▸ **Given task 1**
On the Variational Bagging page, which two shortcomings of mean-field variational approximations does the bagged variational posterior correct?

▸ **Document section**
↓

Variational Bagging for Robust Bayesian Inference

Updated 26 November 2025

Variational Bagging is an ensemble method that integrates bootstrap resampling with variational inference to correct under-dispersion and recover parameter dependence.
It guarantees valid asymptotic uncertainty quantification and strong empirical calibration across various models, from classical parametrics to deep learning.
The approach leverages parallel computing for computational efficiency while providing theoretical guarantees such as Bernstein–von Mises results and minimax contraction rates.

Variational Bagging (VB Bagging) is an ensemble-enhanced variational Bayes methodology designed to deliver robust, well-calibrated Bayesian uncertainty quantification. It systematically integrates bootstrap resampling with variational inference to produce a bagged variational posterior that corrects both the under-dispersion and loss of parameter dependence typical in mean-field variational approximations. Delivered as a black-box wrapper around standard variational Bayes routines, VB Bagging achieves valid asymptotic uncertainty quantification, enhances robustness under model misspecification, recovers dependence among parameters, and retains computational efficiency through parallelization. Its theoretical guarantees encompass Bernstein–von Mises (BvM) type results, minimax posterior contraction rates, and strong empirical calibration in a variety of model classes, from classical parametrics to deep learning architectures (Fan et al., 25 Nov 2025).

1. Algorithmic Framework

VB Bagging operates by repeatedly resampling the dataset and applying variational inference independently to each bootstrap replicate. The resulting variational posteriors are then averaged, forming the bagged variational posterior.

Procedure

Data and Model: Let $X_1,\ldots,X_n \in \mathcal{X}$ be i.i.d. samples from $P_0$ , modeled as $p(x \mid \theta)$ , $\theta \in \Theta \subset \mathbb{R}^d$ , possibly with latent variables $Z$ .

↑

▸ **Given task 2**
Write out every line of the stored records below as a numbered list, skipping blank lines and leaving out the pictures.

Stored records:
↓

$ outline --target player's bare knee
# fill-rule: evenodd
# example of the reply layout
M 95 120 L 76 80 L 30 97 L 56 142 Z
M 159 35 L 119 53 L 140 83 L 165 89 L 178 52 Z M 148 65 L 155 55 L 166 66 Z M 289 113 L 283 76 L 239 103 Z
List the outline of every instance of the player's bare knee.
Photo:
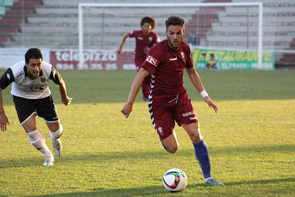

↑

▸ **Complete output 1**
It corrects under-dispersion and the loss of dependence among parameters.

▸ **Complete output 2**
1. $ outline --target player's bare knee
2. # fill-rule: evenodd
3. # example of the reply layout
4. M 95 120 L 76 80 L 30 97 L 56 142 Z
5. M 159 35 L 119 53 L 140 83 L 165 89 L 178 52 Z M 148 65 L 155 55 L 166 66 Z M 289 113 L 283 76 L 239 103 Z
6. List the outline of every instance of the player's bare knee.
7. Photo:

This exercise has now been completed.